Indian corporate revenue is estimated to have grown between 8.5 and 9 percent year on year during the fourth quarter of fiscal 2026, says a report by Crisil Intelligence. The growth was primarily supported by sustained volume momentum in the automobile and white goods sectors, following a rationalisation of GST rates in September 2025.
Despite the revenue growth, operating margins for an analysed set of over 400 companies contracted by 25 to 50 basis points during the quarter. Aggregate revenue growth is expected to moderate to between 8 and 8.5 percent in the first quarter of fiscal 2027. Margins are projected to decline further by 75 to 100 basis points to a 12 quarter low during this upcoming period. This downward pressure is largely attributed to supply chain disruptions, delivered cost inflation, and price hikes stemming from the ongoing conflict in West Asia.
The regional disruptions present significant risks to India's energy and trade balances. India imports approximately 89 percent of its crude oil, with 46 percent routed through the Strait of Hormuz. The country also relies on imports for 50 percent of its liquefied natural gas, of which 56 percent passes through the same strait. Furthermore, West Asia accounts for 13 percent of India's goods exports and 38 percent of its remittance inflows.

******

**WHAT TO DO**
a - According to the summary of Indian corporate revenue, what share of India's imported liquefied natural gas passes through the Strait of Hormuz?
b - Please decide whether each statement below agrees with the summary of Indian corporate revenue, answering yes or no and quoting the deciding words from it: (i) Operating margins for the analysed companies widened during the fourth quarter of fiscal 2026. (ii) Revenue growth is expected to slow in the first quarter of fiscal 2027. (iii) West Asia accounts for 38 percent of India's goods exports.
c - Carry on the summary of Indian corporate revenue, picking up right after its final sentence.

******

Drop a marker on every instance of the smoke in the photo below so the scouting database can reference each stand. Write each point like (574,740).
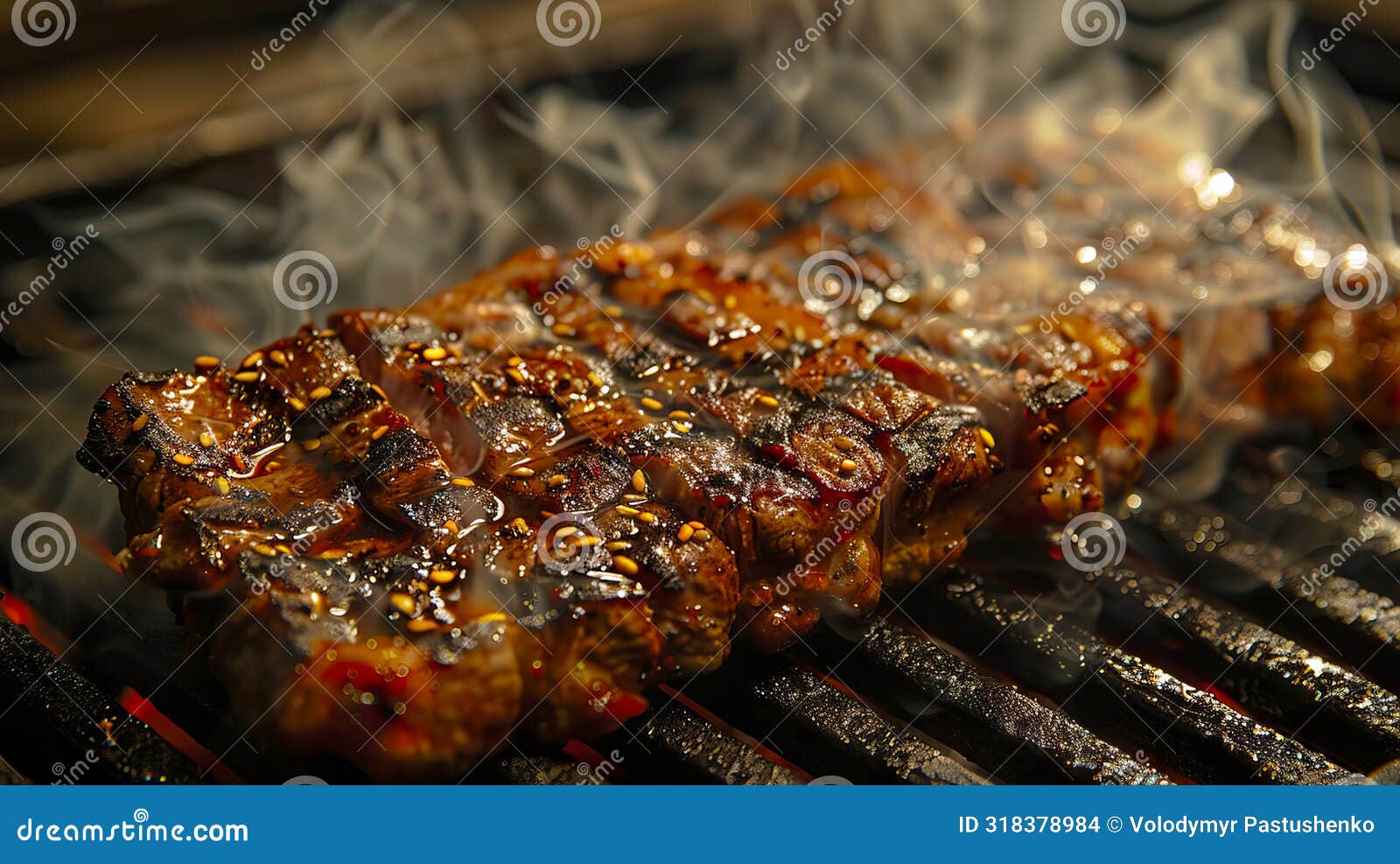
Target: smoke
(1028,144)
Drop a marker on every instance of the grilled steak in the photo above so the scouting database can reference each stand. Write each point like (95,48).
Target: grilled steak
(514,506)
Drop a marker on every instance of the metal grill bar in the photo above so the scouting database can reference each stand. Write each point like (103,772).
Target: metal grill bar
(1014,719)
(1197,733)
(1330,706)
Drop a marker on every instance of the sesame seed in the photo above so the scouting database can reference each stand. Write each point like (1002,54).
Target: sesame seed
(625,565)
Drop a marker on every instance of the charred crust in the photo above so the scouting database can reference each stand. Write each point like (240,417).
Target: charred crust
(1040,392)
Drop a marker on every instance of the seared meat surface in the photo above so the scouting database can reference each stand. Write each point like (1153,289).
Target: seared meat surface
(515,504)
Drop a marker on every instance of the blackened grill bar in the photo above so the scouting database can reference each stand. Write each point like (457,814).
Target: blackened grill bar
(1323,608)
(1334,707)
(1196,733)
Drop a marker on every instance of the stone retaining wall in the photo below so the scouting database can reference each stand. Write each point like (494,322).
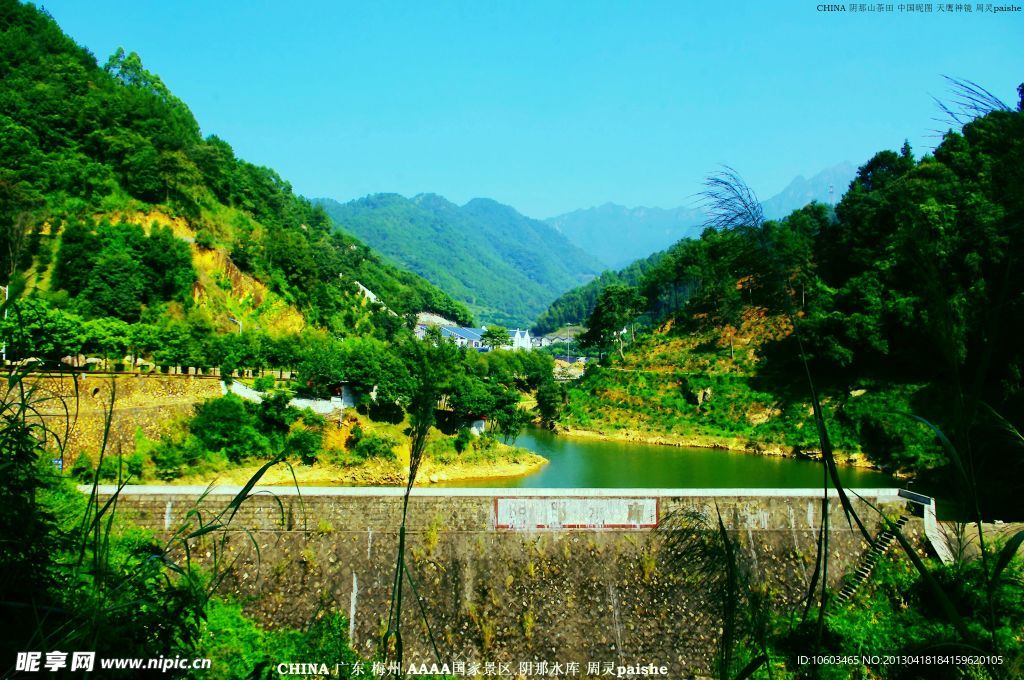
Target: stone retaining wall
(506,595)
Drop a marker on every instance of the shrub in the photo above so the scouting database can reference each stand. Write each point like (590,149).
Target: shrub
(264,383)
(83,470)
(305,444)
(375,445)
(463,439)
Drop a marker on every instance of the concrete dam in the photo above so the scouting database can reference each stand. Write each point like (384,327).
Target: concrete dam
(507,576)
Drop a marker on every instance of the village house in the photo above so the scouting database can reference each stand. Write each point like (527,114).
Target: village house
(473,337)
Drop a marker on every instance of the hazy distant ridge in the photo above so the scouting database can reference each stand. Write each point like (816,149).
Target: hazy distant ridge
(616,235)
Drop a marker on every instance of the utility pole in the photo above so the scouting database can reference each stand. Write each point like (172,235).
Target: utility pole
(4,349)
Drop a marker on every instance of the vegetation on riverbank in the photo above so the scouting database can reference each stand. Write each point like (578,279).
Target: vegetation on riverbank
(904,302)
(228,439)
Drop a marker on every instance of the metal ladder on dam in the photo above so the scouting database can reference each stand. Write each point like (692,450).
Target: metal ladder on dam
(867,562)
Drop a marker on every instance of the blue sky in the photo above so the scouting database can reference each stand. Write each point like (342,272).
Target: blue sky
(552,105)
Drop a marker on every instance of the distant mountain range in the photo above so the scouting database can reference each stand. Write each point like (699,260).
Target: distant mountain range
(616,235)
(506,266)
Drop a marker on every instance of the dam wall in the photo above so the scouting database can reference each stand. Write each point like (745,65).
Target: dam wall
(507,576)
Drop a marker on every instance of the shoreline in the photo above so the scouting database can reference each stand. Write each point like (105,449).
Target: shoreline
(732,444)
(373,473)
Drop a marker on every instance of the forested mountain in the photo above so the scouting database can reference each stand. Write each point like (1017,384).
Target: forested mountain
(617,236)
(825,187)
(908,299)
(114,205)
(577,305)
(505,266)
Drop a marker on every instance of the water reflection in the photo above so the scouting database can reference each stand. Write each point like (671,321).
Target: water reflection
(593,463)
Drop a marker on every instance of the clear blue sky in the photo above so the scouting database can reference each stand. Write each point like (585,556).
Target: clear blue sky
(552,105)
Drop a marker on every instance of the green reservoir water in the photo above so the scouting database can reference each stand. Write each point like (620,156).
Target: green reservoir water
(593,463)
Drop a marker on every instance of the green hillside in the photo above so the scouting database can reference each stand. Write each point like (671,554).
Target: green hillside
(577,305)
(907,299)
(114,205)
(505,266)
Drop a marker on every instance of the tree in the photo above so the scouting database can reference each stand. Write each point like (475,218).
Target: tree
(496,337)
(616,306)
(550,399)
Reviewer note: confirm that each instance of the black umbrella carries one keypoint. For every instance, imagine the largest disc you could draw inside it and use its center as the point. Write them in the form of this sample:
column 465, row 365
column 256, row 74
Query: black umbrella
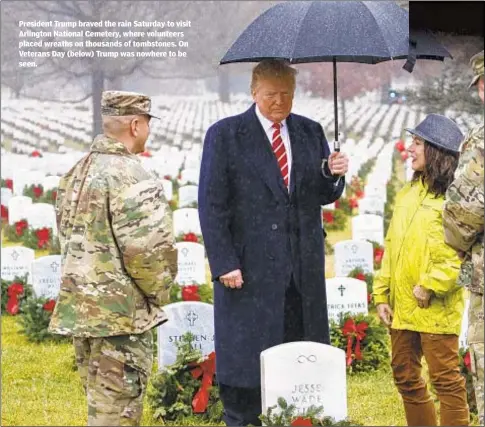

******

**RESPONSES IN ORDER**
a - 56 percent.

b -
(i) No: "operating margins for an analysed set of over 400 companies contracted by 25 to 50 basis points during the quarter."
(ii) Yes: "Aggregate revenue growth is expected to moderate to between 8 and 8.5 percent in the first quarter of fiscal 2027."
(iii) No: "West Asia accounts for 13 percent of India's goods exports and 38 percent of its remittance inflows."

c -
Sectors directly exposed to the supply disruptions, such as airlines, chemicals, petrochemicals, and pharmaceuticals, faced substantial profitability challenges in the fourth quarter, with margins declining by more than 200 basis points year on year. Exports of textiles and engineering goods have also been impacted by a two to three times increase in freight costs on the India to West Asia route. Conversely, construction linked sectors, including steel, cement, and aluminium, likely experienced margin expansion during the quarter.